*Questions on the material*:
- A) In the Nabisco labor article, translate this sentence into Spanish: "Management has proposed a two-tier system with newly hired workers having to pay more."
- B) Carry on the Nabisco labor article, starting right after its final sentence.

Now a reasonable person might say, “With all this production and money coming in, why not just hire more workers?” The answer is that for the bosses it’s cheaper to pay overtime than it is to hire new workers who would get pension and insurance benefits as well as their hourly pay. Overtime does not increase pension and insurance payments for existing workers, so it’s cheaper for the bosses to hire one worker to work for eighty hours than it is to hire two workers to work forty hours.
Current negotiations
The previous contract expired in May. Three issues have dominated the negotiations. Obviously, scheduling and overtime is the first one. Healthcare is the second one. Management has proposed a two-tier system with newly hired workers having to pay more. The third issue is outsourcing. This issue is a real one. A thousand union jobs were lost earlier this year when Nabisco closed plants in Georgia and New Jersey. In 2015 Mondelez laid off 600 workers at its flagship Chicago plant and moved production to Salinas in Mexico. The company said that they would stay in Illinois if the workers lowered their own wages by $46 million to come to Mexican levels.
It’s crucial that workers realize Nabisco is the enemy, not Mexican workers. The right approach of labor internationalism was shown by BCTGM Local 364 business agent Cameron Taylor, who said, “There’s no animosity on our part towards the Mexican workers. Our animosity is towards the company. The Mexican workers are just getting exploited.” This is exactly the right approach. Our aim is to help the Salinas workers increase their wages by that $46 million so that workers are not competing against one another to work for lower wages.

*Extracted information*:
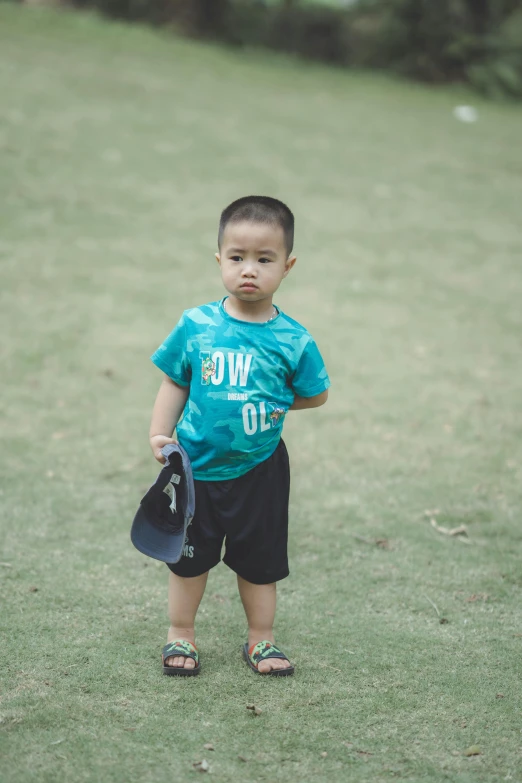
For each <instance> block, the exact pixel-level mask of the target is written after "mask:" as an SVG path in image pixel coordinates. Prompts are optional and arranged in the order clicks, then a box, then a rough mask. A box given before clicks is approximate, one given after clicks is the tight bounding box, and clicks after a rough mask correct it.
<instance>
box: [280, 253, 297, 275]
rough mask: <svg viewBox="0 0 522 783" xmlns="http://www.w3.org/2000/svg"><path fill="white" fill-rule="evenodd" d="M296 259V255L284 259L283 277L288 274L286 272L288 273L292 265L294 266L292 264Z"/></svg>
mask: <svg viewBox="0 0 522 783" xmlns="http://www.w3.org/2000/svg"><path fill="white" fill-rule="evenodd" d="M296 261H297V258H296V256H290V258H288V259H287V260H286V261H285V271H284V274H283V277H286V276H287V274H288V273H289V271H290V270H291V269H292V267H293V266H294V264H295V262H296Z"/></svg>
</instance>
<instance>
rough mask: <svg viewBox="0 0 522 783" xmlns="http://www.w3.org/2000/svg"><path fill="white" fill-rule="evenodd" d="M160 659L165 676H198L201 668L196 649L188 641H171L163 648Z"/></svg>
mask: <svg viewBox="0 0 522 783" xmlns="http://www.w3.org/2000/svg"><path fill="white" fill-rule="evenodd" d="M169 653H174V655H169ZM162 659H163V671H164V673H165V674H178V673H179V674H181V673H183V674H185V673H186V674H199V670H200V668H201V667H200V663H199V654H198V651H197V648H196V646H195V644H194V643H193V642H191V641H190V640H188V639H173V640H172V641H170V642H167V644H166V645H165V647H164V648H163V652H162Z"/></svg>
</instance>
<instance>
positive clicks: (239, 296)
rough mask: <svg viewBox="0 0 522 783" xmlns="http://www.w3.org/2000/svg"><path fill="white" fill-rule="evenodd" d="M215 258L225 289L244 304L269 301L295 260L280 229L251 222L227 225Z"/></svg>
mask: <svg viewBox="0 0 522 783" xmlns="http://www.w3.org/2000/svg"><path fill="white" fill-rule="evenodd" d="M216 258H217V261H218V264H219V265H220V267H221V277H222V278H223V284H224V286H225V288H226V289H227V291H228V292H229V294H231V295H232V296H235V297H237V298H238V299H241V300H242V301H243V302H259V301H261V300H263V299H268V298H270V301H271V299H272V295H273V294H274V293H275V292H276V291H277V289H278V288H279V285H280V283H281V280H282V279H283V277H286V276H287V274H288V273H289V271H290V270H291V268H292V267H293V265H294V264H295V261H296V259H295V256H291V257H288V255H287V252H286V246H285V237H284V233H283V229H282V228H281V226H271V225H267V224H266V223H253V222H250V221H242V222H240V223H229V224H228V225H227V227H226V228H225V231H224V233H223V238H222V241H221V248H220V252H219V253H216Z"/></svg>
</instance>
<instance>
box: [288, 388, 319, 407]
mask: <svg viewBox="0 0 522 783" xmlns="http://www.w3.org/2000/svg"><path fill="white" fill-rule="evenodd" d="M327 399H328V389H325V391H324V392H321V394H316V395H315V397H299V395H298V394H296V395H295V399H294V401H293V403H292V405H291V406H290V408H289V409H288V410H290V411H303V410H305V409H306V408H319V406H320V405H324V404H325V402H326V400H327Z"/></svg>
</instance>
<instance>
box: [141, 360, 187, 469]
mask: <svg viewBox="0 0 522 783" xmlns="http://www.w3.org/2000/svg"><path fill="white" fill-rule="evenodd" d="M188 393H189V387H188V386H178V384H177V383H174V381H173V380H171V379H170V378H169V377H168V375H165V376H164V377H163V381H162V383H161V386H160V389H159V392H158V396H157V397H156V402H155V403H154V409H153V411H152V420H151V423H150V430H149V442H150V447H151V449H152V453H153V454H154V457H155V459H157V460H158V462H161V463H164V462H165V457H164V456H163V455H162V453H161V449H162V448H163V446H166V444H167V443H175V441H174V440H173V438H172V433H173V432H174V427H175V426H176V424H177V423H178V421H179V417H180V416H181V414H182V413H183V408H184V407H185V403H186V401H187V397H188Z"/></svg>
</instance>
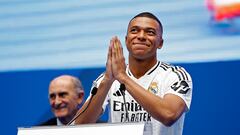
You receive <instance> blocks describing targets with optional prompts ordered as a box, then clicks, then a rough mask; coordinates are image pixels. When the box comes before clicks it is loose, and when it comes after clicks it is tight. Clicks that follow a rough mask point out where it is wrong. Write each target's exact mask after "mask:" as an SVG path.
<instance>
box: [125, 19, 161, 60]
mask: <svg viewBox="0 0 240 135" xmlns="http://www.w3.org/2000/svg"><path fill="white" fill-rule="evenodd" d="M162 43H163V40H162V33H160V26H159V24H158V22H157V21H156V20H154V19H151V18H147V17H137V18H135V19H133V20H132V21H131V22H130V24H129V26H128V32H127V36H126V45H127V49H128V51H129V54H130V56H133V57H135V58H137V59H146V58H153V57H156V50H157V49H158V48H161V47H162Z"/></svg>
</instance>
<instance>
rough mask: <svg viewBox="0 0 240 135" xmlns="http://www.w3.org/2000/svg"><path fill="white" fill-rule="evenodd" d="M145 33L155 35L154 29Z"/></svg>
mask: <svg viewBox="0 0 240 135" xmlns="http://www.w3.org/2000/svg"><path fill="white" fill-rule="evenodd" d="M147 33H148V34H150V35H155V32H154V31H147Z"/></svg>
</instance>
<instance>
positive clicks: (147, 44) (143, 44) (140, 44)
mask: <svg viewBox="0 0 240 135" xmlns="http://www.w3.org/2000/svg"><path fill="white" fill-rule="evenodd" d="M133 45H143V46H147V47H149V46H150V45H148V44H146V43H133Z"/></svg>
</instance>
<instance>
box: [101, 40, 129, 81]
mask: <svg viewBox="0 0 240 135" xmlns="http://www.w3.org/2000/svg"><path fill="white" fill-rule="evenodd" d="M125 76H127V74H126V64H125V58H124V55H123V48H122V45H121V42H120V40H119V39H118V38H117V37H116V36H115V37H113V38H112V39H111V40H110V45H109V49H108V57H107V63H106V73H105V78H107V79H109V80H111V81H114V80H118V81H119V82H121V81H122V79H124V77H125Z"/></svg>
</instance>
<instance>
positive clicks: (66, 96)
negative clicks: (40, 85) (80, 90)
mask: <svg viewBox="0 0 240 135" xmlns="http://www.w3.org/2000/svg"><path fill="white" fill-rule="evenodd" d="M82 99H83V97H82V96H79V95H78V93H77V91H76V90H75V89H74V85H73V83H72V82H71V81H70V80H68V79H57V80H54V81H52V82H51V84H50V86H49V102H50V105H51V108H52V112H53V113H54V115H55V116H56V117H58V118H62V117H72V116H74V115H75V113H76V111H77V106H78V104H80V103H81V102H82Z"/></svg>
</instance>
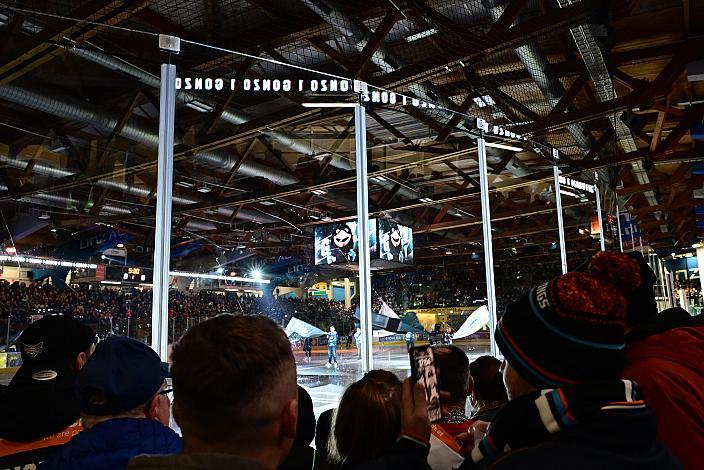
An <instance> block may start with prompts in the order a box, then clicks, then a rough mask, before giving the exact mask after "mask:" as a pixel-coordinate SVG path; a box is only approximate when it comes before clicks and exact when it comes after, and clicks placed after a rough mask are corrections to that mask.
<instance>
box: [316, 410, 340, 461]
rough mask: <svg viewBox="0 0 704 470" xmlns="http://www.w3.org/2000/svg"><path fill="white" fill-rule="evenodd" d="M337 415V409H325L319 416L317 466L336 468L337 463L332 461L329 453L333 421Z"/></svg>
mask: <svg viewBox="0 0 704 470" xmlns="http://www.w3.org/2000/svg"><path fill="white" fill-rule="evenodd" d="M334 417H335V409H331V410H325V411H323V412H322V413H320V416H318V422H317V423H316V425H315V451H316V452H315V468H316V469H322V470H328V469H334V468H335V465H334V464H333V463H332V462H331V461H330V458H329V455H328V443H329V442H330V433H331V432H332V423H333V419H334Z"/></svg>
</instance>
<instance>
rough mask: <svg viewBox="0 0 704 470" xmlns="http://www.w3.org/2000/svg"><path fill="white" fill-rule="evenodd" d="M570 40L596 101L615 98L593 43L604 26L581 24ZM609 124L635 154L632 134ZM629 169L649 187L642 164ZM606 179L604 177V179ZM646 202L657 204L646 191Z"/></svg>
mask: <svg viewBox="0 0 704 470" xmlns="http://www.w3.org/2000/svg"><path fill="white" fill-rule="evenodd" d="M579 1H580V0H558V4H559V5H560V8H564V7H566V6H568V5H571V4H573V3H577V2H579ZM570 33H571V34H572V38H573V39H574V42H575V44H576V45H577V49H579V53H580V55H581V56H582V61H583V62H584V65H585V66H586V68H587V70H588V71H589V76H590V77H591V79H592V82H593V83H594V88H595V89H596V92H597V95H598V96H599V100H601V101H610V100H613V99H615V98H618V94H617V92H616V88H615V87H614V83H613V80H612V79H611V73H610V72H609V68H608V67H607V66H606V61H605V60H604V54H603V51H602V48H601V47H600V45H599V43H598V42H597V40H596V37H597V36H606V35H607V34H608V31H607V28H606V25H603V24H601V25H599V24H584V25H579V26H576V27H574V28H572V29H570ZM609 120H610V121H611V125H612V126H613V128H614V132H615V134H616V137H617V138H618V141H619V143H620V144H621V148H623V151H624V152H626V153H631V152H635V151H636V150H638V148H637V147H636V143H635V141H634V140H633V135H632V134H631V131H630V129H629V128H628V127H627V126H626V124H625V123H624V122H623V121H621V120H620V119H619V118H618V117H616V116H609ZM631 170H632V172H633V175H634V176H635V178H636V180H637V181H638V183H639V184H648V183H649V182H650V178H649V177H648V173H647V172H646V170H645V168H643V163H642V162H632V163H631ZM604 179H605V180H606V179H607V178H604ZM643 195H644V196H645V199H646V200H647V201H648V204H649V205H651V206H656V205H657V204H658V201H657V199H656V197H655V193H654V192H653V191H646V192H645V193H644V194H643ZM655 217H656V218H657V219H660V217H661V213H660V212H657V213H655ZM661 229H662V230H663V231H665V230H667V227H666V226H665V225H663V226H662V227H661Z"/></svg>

---

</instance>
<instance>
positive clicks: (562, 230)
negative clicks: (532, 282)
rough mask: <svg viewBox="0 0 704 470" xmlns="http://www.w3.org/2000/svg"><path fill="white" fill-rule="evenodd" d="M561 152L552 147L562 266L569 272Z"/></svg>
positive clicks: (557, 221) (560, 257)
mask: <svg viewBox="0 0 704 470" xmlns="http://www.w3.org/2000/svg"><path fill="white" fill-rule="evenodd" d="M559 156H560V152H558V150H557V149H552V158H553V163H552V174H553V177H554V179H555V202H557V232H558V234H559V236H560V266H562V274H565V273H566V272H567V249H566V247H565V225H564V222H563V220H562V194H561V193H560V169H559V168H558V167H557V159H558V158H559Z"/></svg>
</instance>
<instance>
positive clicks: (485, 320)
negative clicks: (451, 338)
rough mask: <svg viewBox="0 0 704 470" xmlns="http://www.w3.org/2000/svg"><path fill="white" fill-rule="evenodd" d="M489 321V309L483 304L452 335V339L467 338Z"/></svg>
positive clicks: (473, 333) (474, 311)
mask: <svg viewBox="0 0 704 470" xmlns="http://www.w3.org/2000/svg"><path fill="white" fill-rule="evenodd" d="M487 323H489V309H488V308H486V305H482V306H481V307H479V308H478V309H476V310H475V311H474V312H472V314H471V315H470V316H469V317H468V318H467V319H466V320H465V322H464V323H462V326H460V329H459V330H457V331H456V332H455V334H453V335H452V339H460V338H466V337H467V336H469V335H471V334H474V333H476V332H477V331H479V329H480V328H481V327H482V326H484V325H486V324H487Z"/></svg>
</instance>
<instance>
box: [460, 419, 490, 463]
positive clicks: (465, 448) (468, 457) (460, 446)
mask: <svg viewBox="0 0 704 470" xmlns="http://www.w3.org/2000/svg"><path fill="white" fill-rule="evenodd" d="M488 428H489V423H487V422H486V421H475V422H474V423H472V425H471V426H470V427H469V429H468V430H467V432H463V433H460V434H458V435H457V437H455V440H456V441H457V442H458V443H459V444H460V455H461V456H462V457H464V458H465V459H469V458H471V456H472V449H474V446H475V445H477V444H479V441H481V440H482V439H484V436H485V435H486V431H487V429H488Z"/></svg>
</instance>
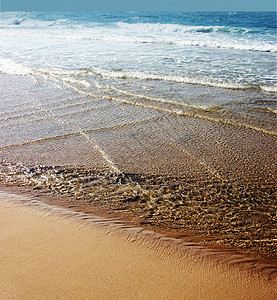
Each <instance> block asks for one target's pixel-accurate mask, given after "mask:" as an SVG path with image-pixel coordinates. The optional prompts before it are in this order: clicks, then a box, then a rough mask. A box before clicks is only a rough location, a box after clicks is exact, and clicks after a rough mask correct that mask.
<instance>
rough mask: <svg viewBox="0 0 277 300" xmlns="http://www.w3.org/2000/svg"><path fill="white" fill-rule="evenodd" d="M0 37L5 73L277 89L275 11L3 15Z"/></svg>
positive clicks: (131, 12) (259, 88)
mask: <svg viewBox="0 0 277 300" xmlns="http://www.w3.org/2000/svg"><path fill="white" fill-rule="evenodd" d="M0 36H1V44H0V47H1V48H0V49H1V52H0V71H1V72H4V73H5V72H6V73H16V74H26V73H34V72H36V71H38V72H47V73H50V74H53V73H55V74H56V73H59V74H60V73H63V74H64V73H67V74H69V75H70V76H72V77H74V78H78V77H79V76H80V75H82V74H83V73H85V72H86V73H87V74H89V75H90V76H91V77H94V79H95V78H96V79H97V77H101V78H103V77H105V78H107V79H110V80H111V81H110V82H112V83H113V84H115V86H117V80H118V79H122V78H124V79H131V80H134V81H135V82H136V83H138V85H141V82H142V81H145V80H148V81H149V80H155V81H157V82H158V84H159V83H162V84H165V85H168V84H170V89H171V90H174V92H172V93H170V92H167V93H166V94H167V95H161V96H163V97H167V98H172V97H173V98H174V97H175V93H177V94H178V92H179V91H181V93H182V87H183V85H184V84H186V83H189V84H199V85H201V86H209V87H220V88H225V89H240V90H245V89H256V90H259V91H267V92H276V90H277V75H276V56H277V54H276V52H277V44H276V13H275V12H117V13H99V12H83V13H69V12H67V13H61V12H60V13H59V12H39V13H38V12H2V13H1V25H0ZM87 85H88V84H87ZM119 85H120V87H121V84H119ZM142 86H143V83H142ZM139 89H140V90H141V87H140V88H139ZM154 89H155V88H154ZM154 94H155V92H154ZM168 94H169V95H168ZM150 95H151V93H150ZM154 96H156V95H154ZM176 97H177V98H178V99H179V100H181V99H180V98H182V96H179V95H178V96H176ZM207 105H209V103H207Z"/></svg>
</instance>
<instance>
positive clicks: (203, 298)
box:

*Answers for the exercise*:
- A) La gerencia ha propuesto un sistema de dos niveles en el que los trabajadores recién contratados tendrían que pagar más.

- B)
Solidarity
There have been demonstrations and statements of solidarity across the country. In one unusual incident Danny DeVito’s Twitter account was suspended after he made a statement in support of the union! Twitter claimed that the timing was entirely coincidental and that the suspension was due to another issue.
The most important solidarity has been in the Pacific Northwest. Here workers have successfully appealed to rail workers to honor their picket lines and have therefore stopped trains carrying cooking oil, sugar, and flour from entering the plant. In this regard, take a careful look at the picture at the top of this article. It’s not three strikers. It’s one brave picket sandwiched between two security guards. This picket’s fortitude and courage show the spirit of the strikers. It should be an inspiration to us as we build solidarity for this important strike.